___ Supplied information ___

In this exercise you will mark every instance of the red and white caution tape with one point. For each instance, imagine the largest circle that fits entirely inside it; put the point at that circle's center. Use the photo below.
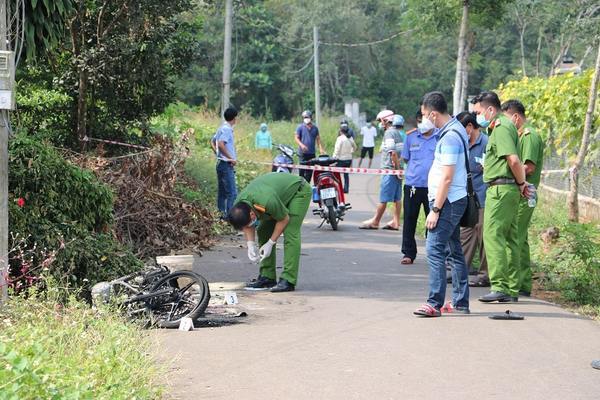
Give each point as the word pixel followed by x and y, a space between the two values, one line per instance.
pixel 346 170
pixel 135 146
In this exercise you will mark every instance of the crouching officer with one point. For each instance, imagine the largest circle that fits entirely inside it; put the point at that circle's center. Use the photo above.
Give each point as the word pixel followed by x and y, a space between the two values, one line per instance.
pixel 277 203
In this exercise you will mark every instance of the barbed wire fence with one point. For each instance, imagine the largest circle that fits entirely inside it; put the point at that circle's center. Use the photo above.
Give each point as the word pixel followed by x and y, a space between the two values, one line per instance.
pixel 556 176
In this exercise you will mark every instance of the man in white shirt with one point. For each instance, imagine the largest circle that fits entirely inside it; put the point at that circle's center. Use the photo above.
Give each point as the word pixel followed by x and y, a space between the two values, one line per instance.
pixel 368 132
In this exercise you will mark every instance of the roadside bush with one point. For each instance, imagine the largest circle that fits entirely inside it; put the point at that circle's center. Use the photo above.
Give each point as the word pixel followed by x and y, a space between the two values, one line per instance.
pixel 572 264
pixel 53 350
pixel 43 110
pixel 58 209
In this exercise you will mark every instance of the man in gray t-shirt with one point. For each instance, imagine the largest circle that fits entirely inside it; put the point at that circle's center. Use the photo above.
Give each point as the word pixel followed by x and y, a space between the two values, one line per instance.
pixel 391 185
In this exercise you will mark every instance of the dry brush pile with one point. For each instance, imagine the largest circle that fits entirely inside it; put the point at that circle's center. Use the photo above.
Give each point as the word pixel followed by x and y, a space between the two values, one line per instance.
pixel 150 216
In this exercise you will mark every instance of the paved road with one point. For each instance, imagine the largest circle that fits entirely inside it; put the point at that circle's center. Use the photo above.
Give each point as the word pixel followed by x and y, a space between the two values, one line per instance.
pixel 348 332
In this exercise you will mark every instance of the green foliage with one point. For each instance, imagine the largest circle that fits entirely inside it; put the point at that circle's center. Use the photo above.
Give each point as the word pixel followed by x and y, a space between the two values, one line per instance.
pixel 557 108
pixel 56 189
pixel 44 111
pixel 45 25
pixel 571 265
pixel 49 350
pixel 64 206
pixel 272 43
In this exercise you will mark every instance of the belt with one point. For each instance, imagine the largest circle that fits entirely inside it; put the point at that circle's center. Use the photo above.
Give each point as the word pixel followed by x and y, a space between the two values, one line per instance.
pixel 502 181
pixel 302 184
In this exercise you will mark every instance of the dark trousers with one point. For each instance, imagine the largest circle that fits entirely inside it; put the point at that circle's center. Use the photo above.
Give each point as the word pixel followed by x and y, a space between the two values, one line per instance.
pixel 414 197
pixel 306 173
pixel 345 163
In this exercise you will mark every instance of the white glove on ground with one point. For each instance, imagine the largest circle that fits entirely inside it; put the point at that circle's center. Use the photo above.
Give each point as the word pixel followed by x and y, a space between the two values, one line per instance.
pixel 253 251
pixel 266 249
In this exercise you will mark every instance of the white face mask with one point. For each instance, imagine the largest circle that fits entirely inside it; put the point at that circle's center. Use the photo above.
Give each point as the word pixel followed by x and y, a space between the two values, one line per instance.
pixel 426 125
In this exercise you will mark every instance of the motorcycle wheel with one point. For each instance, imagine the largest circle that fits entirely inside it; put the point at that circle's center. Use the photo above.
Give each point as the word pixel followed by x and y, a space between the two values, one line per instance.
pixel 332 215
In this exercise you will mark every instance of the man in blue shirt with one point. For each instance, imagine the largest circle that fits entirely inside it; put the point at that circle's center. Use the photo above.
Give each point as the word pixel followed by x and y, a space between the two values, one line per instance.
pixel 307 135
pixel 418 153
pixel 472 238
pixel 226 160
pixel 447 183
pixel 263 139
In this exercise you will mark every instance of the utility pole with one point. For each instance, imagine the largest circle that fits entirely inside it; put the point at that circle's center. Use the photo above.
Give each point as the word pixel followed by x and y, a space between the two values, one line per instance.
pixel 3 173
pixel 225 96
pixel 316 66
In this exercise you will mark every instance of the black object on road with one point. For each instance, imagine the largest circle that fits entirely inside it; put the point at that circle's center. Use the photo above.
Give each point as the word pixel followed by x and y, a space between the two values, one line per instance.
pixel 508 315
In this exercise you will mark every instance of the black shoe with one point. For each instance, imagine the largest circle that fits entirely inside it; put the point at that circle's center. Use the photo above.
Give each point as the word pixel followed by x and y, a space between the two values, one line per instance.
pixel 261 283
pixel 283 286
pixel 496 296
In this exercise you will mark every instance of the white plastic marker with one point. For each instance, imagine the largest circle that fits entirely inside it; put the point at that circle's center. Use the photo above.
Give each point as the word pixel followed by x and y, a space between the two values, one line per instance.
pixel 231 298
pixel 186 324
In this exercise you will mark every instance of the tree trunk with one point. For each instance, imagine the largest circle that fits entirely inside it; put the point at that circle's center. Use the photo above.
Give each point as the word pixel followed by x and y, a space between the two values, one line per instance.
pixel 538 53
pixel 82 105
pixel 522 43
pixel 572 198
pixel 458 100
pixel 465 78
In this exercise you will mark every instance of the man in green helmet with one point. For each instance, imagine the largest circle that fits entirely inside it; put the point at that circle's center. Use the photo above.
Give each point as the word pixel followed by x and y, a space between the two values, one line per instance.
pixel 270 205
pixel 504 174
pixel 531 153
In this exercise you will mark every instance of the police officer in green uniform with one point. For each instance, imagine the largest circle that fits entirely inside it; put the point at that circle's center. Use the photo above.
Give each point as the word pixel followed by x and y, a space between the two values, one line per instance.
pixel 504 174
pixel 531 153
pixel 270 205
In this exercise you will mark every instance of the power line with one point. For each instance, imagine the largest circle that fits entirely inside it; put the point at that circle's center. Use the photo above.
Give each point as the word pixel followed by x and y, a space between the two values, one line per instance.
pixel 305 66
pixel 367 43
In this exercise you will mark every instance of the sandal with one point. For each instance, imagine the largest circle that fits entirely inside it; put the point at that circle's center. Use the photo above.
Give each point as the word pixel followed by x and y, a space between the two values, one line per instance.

___

What is needed →
Rewrite the data above as a numbered list, one line per item, leaving out blank lines. Leave out the pictures.

Solution to this task →
1. In this exercise you will mark every instance of the red and white caution tape with one point. For each instance, imagine the largest circle that fits entirely inside it; put the point at that circle's center. Use the photo below.
2. Give each point as the word pixel followed by x and y, a space between the two values, one line per instance.
3. pixel 346 170
4. pixel 135 146
5. In this exercise you will mark every instance of the crouching officer with one point. For each instance, imagine the largest circle that fits entirely inside it; put the point at that circle's center. Use the photo above.
6. Give each point as the word pixel followed by x and y, a space between the two values, one line per instance.
7. pixel 277 203
8. In this exercise you will mark every instance of the barbed wire fence with one point. For each instance, imagine the largest circle that fits entirely inside it; put the point at that circle's center. Use the photo above.
9. Give each point as the word pixel followed by x and y, a space between the two values, one line per instance.
10. pixel 556 176
11. In this exercise you will mark every instance of the man in white shirt with one point. For each instance, imagine the largest circle that fits entirely inside it; put the point at that circle's center. Use the photo above.
12. Give each point as the word pixel followed by x and y, a space between the two values, one line per instance.
13. pixel 368 132
14. In this exercise you will mark every instance of the roadside bush with one point. For each instance, imagine the largest circle that fits entirely inside it; put the point at that circle's center. Use the photo above.
15. Give each point as the word pixel followed by x and y, a space between the two values, one line per instance.
16. pixel 572 264
17. pixel 53 350
18. pixel 43 110
19. pixel 58 209
20. In this exercise you will mark every instance of the man in gray t-shirt with one point. For each instance, imagine the largest circle that fits entirely inside it; put the point at that circle's center. Use the photo above.
21. Give each point as the word pixel followed by x and y, a space between the two values, one line per instance.
22. pixel 391 185
23. In this exercise you will mark every instance of the dry brush pile with one point. For each instance, imagine the largest circle that fits entirely inside it; put the point at that circle's center. Use the photo above.
24. Give each point as the word pixel followed by x and y, a space between the two values, one line per instance.
25. pixel 150 216
26. In this exercise you will mark every instance of the paved road with one point. For each instance, imagine the largest circle that fits entirely inside it; put the point at that circle's center. Use the photo above.
27. Give each point as the word pixel followed by x and y, a space between the two values, one line per instance.
28. pixel 348 332
29. In this exercise you will mark every instance of the green foliage with one point. For each instance, imagine the largest circle that fits entirely inside it; put the point at that circle's center. Use the photo above.
30. Give each point as the word pixel followed by x and y, a space between the two values, one line per instance.
31. pixel 557 108
32. pixel 56 189
33. pixel 44 111
34. pixel 45 25
35. pixel 571 265
36. pixel 49 350
37. pixel 64 206
38. pixel 272 43
39. In this exercise you will mark every instance of the belt with one point. For each instance, imagine the largest circle that fits entirely inside it; put the point at that circle's center. Use the photo above.
40. Give each point as the word pixel followed by x and y, a space between the two values, one line per instance.
41. pixel 502 181
42. pixel 302 184
43. In this exercise you will mark every instance of the dark trousers with one point. For each instance, imagine the largest circle that fits entirely inside it; put the point at that circle's center. Use the photo above.
44. Give each point as the word pixel followed by x and y, a space between the two values, one line per instance.
45. pixel 414 197
46. pixel 306 173
47. pixel 345 163
48. In this exercise you will mark every instance of the white glove on ground with one point. For each instance, imagine the largest circle that fits entirely inside it; put the point at that circle's center. Use the photo above.
49. Give each point as the word pixel followed by x and y, a space between the two values, one line per instance.
50. pixel 253 251
51. pixel 266 249
52. In this exercise you will mark every instance of the white face mask with one point. For each instance, imagine the largest circle that fits entirely inside it; put the point at that circle's center. Use the photo above.
53. Give each point as the word pixel followed by x and y, a space between the two values, one line per instance.
54. pixel 426 125
55. In this exercise you will mark every instance of the motorcycle wheel with one point. For each instance, imagine the largest circle that fits entirely inside it; put the point at that circle's center. Use the photo above.
56. Give each point as the word pixel followed by x and y, a space between the two values, one line per instance.
57. pixel 332 215
58. In this exercise you will mark every instance of the man in blue shirt with one point. For each instance, imagine the largest circle that fits entirely inside it; put the point at that circle's center. Use the photo above.
59. Give each point as the word pixel followed by x and y, a space between the two values, one line per instance.
60. pixel 307 135
61. pixel 418 153
62. pixel 472 238
63. pixel 226 160
64. pixel 447 183
65. pixel 263 139
66. In this exercise you will mark every instance of the utility pole with one point. For each instance, imagine the largest circle that fits entirely inside it; put the point at that circle's center. Use the photo above.
67. Give each point as the word pixel followed by x and y, a space between the two values, one line per instance.
68. pixel 3 173
69. pixel 225 96
70. pixel 316 66
71. In this exercise you will mark every instance of the black object on road with one point. For each instance, imagine the largest circle that fits entirely inside it; put the point at that circle's center. Use the photo above.
72. Give each point as the word pixel followed by x and y, a space between the two values, one line per instance.
73. pixel 508 315
74. In this exercise you will mark every instance of the black shoe with one point. For each instance, imagine the largest circle that fits entirely inside it; put the point at that circle's center. Use the photo above.
75. Give each point as the word pixel followed by x and y, a space between the two values, one line per instance.
76. pixel 261 283
77. pixel 283 286
78. pixel 496 296
79. In this exercise you will mark every instance of the white plastic marker with one point. For each instance, imagine the largest circle that fits entirely inside it; put the point at that circle's center. Use the photo above.
80. Give each point as the word pixel followed by x and y, a space between the two values, one line per instance.
81. pixel 231 298
82. pixel 186 324
83. In this exercise you will mark every instance of the tree trunk with one point. For each instance, imagine the largest circle that fits entirely inside it; put the point at that circle's center. Use the photo above.
84. Give each point as the word pixel followed by x and y, a space between the two values, one line per instance.
85. pixel 538 53
86. pixel 82 105
87. pixel 522 43
88. pixel 572 198
89. pixel 458 100
90. pixel 465 78
91. In this exercise you will mark every instance of the man in green helmet with one point. For each instance, imagine the largest circle that fits entirely inside it; put the point at that circle's center. Use the photo above.
92. Give each point as the word pixel followed by x and y, a space between the two values, one line per instance.
93. pixel 270 205
94. pixel 504 174
95. pixel 531 153
96. In this exercise you will mark every instance of the police officer in green uniform with one point. For each instance, imagine the largest circle that fits entirely inside it; put the point at that circle's center. Use the photo above.
97. Give each point as the word pixel followed by x and y, a space between the two values, one line per instance.
98. pixel 504 174
99. pixel 531 153
100. pixel 270 205
101. In this exercise you will mark every instance of the power line with one point. For each instance, imagine the largest circle that fits entirely inside it; put the point at that circle's center. Use the photo above.
102. Give each point as the word pixel followed by x and y, a space between the two values, one line per instance.
103. pixel 305 66
104. pixel 367 43
105. In this exercise you will mark every instance of the sandal with one point. For each instance, imagine the largest circle that fits entirely inside it; put the point at that circle's center. Use the photo above.
106. Give each point as the word pixel followed by x and y, a space between the two values, one line per instance.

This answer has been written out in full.